*** Opening of INFORMATION SHOWN ***
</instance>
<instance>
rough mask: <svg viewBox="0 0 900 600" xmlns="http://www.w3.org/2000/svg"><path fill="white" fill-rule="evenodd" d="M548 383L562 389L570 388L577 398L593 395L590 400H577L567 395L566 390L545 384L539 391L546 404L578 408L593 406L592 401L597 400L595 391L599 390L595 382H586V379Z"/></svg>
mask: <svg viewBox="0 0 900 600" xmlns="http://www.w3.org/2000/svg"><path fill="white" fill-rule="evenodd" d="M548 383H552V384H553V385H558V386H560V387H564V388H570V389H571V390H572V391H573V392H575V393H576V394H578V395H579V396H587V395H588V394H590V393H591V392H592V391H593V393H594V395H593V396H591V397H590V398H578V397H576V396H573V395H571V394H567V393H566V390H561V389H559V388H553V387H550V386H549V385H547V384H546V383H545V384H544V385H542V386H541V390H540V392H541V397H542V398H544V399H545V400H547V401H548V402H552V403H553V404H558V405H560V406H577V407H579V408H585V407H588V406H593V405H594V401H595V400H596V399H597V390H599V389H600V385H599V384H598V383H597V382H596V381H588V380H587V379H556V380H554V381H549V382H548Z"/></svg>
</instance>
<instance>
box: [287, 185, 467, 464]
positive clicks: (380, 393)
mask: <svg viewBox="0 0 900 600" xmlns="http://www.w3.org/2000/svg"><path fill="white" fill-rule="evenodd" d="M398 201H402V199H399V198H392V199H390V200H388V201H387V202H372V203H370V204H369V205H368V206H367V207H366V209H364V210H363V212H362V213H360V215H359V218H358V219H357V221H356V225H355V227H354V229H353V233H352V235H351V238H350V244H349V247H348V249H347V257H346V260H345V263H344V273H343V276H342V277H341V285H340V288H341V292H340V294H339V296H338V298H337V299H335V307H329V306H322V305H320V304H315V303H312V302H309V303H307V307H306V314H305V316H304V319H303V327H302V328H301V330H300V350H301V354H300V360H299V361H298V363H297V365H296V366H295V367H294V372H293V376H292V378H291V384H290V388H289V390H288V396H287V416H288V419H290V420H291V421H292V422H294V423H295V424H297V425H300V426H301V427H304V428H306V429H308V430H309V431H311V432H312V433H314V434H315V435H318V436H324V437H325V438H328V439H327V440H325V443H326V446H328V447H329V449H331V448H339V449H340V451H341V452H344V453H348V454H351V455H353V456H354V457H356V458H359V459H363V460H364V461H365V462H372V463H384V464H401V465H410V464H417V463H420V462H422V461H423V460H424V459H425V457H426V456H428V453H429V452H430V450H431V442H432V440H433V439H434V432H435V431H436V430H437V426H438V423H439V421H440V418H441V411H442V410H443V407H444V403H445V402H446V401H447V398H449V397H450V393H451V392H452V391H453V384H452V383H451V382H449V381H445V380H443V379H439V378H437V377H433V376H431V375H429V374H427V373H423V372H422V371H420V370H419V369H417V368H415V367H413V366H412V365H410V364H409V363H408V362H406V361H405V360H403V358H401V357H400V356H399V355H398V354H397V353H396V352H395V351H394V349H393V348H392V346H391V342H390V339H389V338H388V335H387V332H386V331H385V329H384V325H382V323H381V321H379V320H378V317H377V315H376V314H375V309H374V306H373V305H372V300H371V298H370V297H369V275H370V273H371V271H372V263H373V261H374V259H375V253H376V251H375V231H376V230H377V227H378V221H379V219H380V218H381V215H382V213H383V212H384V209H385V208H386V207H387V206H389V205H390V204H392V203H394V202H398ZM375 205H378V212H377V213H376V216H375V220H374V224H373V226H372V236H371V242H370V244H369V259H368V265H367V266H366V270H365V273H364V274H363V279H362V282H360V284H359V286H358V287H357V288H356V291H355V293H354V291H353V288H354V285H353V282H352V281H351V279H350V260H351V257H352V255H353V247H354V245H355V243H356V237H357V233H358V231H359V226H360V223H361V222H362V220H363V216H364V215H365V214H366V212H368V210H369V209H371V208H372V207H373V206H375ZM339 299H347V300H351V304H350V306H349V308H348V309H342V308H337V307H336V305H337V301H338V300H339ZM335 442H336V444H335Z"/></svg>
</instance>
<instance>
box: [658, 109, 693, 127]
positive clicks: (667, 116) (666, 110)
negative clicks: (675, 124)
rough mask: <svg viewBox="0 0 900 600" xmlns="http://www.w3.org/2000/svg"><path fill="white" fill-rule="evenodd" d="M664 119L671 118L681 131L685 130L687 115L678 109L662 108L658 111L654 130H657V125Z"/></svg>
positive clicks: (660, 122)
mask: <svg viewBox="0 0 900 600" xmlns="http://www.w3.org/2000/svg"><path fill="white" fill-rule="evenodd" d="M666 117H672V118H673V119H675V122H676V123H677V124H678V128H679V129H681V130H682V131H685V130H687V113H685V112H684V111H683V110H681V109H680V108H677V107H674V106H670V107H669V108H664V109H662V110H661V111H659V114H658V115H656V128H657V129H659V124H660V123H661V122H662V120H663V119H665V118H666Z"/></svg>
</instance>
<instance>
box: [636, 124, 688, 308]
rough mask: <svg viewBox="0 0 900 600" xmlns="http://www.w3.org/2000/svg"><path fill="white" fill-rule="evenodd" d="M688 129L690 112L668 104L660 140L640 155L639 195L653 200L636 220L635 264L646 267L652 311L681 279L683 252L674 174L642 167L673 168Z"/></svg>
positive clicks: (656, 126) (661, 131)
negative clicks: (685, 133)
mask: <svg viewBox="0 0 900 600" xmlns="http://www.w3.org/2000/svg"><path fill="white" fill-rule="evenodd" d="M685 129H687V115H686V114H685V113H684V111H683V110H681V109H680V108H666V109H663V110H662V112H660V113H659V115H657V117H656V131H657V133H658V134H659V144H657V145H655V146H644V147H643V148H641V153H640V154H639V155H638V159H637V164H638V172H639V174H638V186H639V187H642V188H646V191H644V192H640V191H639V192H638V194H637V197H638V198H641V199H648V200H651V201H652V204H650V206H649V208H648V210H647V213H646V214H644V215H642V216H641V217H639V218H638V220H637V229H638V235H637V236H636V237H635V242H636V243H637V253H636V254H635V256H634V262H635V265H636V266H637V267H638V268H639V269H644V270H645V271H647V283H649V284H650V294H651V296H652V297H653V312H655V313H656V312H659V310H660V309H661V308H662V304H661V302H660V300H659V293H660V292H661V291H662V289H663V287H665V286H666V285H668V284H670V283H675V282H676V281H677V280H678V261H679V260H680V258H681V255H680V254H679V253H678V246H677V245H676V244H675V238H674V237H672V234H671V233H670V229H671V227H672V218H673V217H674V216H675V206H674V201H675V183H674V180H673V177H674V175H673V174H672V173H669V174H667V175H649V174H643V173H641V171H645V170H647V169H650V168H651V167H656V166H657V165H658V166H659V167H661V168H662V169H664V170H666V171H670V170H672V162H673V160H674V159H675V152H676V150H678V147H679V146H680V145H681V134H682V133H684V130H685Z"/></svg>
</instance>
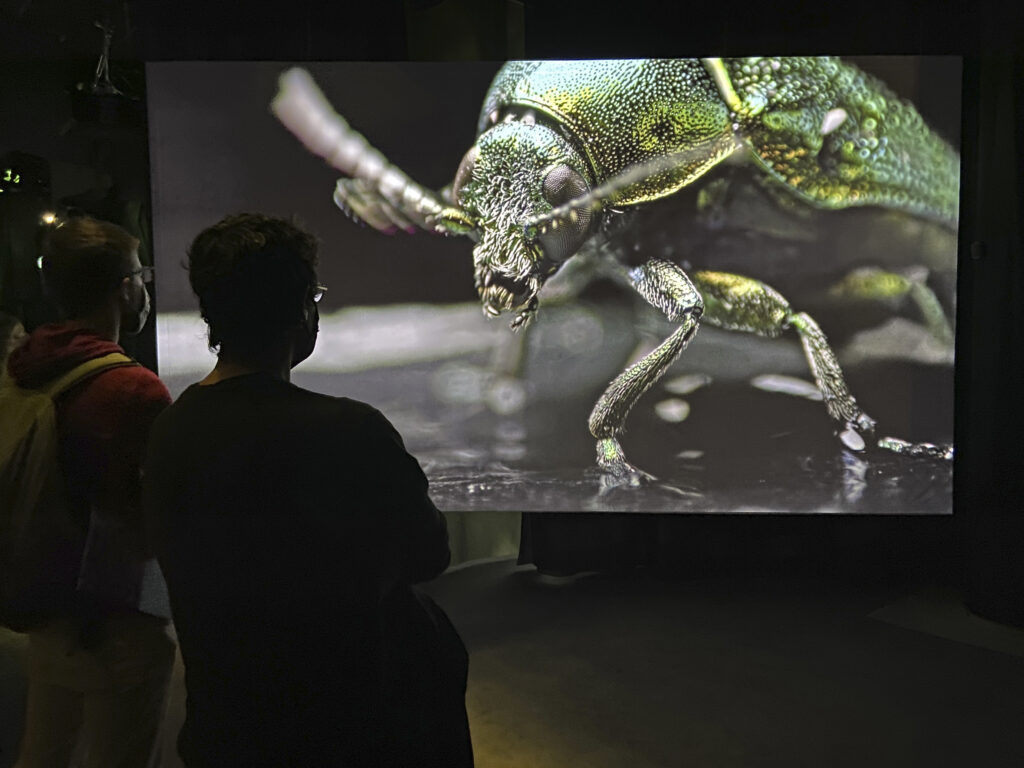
*** Close of INFORMATION SHOWN ***
Quote the data above from the line containing "negative clicks: (675, 124)" to the line containing "positive clicks: (656, 126) (661, 131)", inclusive, and stop.

• **SOLUTION FOR THIS PROBLEM**:
negative clicks: (675, 124)
rough mask: <svg viewBox="0 0 900 600" xmlns="http://www.w3.org/2000/svg"><path fill="white" fill-rule="evenodd" d="M664 119L671 118L681 131L685 130L687 115L678 109L662 108L658 111L654 130H657V125Z"/></svg>
positive clicks: (660, 122)
mask: <svg viewBox="0 0 900 600" xmlns="http://www.w3.org/2000/svg"><path fill="white" fill-rule="evenodd" d="M666 117H672V118H673V119H675V122H676V123H677V124H678V128H679V129H681V130H682V131H685V130H687V113H685V112H684V111H683V110H681V109H680V108H677V107H674V106H670V107H669V108H664V109H662V110H661V111H659V114H658V115H656V128H657V129H659V124H660V123H661V122H662V120H663V119H665V118H666Z"/></svg>
</instance>
<instance>
box: [636, 124, 688, 308]
rough mask: <svg viewBox="0 0 900 600" xmlns="http://www.w3.org/2000/svg"><path fill="white" fill-rule="evenodd" d="M688 129L690 112L668 104L660 140L640 155L639 195L653 200L636 220L635 264L646 267L652 311L681 279L683 252L674 174L642 167L673 168Z"/></svg>
positive clicks: (656, 126) (661, 131)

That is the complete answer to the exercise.